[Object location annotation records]
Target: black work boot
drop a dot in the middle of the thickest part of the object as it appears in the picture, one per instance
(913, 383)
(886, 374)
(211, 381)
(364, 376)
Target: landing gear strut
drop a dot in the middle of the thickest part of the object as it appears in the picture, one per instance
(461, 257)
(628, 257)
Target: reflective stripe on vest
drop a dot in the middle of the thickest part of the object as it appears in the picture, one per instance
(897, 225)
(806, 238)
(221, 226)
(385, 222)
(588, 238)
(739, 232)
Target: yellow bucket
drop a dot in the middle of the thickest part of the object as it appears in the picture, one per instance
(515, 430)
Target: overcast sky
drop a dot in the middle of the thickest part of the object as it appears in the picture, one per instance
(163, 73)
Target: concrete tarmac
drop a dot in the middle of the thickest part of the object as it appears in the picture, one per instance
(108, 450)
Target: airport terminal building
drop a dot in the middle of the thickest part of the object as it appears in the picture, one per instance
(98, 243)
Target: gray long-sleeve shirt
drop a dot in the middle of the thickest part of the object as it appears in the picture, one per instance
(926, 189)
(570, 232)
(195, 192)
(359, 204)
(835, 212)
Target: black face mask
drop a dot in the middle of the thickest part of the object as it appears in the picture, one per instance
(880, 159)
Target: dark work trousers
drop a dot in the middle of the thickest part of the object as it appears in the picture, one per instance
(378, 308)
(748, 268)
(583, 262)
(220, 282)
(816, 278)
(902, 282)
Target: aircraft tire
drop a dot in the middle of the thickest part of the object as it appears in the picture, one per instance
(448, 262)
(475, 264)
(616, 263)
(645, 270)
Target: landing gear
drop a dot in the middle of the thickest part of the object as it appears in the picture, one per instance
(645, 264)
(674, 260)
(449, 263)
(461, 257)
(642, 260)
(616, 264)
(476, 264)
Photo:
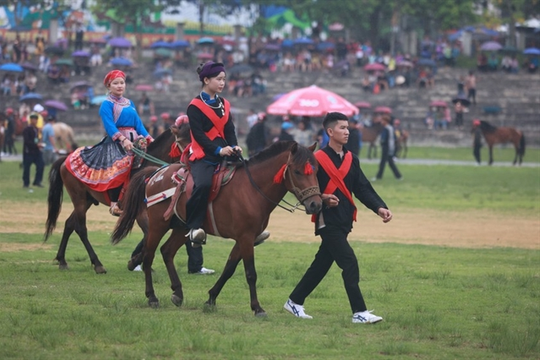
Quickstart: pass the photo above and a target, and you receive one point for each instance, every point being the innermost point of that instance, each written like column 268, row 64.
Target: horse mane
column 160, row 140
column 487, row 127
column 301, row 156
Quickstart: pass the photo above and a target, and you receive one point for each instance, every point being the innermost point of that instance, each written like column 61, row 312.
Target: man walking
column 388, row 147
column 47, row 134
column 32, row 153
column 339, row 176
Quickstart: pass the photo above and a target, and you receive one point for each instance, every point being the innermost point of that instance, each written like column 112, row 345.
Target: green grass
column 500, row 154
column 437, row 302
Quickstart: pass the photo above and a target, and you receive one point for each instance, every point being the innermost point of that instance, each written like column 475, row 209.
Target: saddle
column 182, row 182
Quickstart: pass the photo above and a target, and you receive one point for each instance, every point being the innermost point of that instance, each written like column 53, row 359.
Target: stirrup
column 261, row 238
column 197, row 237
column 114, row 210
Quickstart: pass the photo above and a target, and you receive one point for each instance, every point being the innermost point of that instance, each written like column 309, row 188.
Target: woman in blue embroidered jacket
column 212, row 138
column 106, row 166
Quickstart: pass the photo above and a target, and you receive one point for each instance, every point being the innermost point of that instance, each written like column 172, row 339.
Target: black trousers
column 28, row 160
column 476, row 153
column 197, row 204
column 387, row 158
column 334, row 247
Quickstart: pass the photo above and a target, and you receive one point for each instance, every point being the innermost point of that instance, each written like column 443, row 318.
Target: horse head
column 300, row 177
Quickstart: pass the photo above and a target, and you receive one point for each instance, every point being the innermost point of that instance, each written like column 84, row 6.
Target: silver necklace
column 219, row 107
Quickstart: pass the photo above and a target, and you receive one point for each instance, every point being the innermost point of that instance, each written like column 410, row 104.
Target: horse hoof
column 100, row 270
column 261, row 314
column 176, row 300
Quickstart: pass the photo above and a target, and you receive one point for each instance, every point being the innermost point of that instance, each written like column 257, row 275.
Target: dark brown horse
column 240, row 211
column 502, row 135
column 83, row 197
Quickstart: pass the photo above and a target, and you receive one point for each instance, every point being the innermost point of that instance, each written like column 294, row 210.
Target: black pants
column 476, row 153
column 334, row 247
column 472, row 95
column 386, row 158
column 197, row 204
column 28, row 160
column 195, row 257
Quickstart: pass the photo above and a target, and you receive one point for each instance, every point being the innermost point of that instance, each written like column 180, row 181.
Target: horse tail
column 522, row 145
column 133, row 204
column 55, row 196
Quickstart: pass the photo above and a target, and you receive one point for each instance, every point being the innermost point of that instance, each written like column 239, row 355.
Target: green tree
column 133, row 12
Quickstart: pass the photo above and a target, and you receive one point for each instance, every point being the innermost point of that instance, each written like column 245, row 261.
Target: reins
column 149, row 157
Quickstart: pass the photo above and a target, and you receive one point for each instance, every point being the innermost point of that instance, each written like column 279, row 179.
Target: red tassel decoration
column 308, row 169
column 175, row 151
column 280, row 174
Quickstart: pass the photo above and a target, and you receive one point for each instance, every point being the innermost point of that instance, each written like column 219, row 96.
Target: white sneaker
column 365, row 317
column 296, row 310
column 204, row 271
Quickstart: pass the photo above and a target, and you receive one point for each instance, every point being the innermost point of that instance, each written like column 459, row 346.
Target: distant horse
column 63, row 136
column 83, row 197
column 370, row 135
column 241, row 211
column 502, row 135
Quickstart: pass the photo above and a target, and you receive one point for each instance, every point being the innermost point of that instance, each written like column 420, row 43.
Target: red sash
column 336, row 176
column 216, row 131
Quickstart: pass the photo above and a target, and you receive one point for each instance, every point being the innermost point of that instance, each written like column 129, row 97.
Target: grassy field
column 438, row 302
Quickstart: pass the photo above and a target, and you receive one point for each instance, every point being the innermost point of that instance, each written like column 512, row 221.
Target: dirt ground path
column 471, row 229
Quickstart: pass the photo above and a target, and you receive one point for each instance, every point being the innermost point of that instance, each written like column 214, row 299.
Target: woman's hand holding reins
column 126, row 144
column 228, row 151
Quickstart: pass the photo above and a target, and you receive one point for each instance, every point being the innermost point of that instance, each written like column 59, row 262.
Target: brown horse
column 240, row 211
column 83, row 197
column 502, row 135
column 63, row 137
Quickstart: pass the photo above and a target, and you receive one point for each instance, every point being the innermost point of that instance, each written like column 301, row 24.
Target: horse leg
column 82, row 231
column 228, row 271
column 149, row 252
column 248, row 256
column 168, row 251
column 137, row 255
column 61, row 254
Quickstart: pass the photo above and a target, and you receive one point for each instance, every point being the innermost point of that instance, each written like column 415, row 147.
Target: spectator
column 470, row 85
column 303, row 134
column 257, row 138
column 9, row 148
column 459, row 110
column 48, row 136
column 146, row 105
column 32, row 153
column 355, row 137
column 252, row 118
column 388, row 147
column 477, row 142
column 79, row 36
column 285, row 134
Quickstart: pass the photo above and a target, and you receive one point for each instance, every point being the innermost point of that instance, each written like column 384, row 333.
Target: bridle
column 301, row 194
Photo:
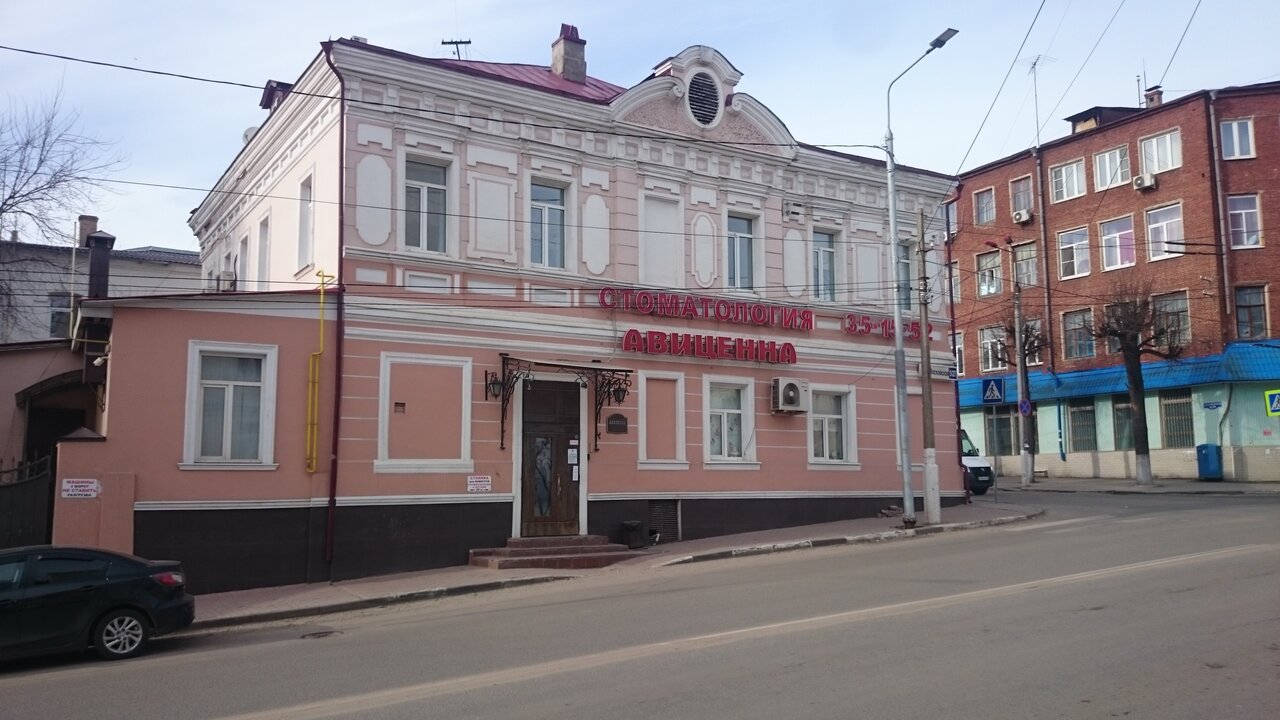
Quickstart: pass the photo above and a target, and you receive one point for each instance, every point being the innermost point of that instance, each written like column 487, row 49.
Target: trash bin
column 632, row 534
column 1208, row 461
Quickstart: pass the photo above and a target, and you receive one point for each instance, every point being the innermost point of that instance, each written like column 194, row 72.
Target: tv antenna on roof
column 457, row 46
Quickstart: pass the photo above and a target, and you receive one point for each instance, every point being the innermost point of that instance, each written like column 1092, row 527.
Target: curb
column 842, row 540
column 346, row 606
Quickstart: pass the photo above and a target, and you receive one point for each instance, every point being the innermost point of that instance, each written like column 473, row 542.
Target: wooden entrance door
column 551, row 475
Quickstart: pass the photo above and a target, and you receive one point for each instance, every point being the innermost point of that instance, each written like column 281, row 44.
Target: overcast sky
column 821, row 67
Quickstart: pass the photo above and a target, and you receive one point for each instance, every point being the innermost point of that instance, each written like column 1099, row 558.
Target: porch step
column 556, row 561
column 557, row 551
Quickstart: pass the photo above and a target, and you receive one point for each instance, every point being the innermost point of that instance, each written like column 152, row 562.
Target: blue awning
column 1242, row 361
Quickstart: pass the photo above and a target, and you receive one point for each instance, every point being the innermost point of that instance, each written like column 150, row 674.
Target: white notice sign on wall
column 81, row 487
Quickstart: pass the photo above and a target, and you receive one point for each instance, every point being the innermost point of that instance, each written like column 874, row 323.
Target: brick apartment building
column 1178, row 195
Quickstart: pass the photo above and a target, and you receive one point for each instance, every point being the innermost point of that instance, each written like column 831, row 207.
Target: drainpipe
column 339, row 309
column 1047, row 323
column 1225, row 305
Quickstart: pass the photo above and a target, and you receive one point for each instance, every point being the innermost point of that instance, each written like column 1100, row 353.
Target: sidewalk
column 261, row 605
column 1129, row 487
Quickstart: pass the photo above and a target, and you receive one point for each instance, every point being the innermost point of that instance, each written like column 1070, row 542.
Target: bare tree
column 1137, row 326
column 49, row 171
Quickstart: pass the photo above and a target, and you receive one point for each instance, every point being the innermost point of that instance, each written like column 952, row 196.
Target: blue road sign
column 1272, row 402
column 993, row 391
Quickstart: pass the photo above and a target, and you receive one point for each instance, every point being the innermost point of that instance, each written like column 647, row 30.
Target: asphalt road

§ **SET EXERCISE**: Output the lines from the one containing "1100, row 353." through the one containing "column 993, row 391", inclusive, reproducing them verbatim.

§ **SOLUTION**:
Quickstart: pass the photo above and a target, and you receive one point for each instance, every point being the innermost point of that instance, each written like column 1100, row 353.
Target: sidewalk
column 261, row 605
column 1129, row 487
Quickstart: pass the photo above and a target, and you receive one point for each instance, every point being the innermost point of that instance, each written like column 1070, row 542.
Target: bare tree
column 1137, row 326
column 49, row 171
Quickstart: pass the photo above and a target, and you receive one point for each instance, every point being the innermost point of that instance, each written like column 952, row 196.
Target: blue road sign
column 1272, row 402
column 993, row 391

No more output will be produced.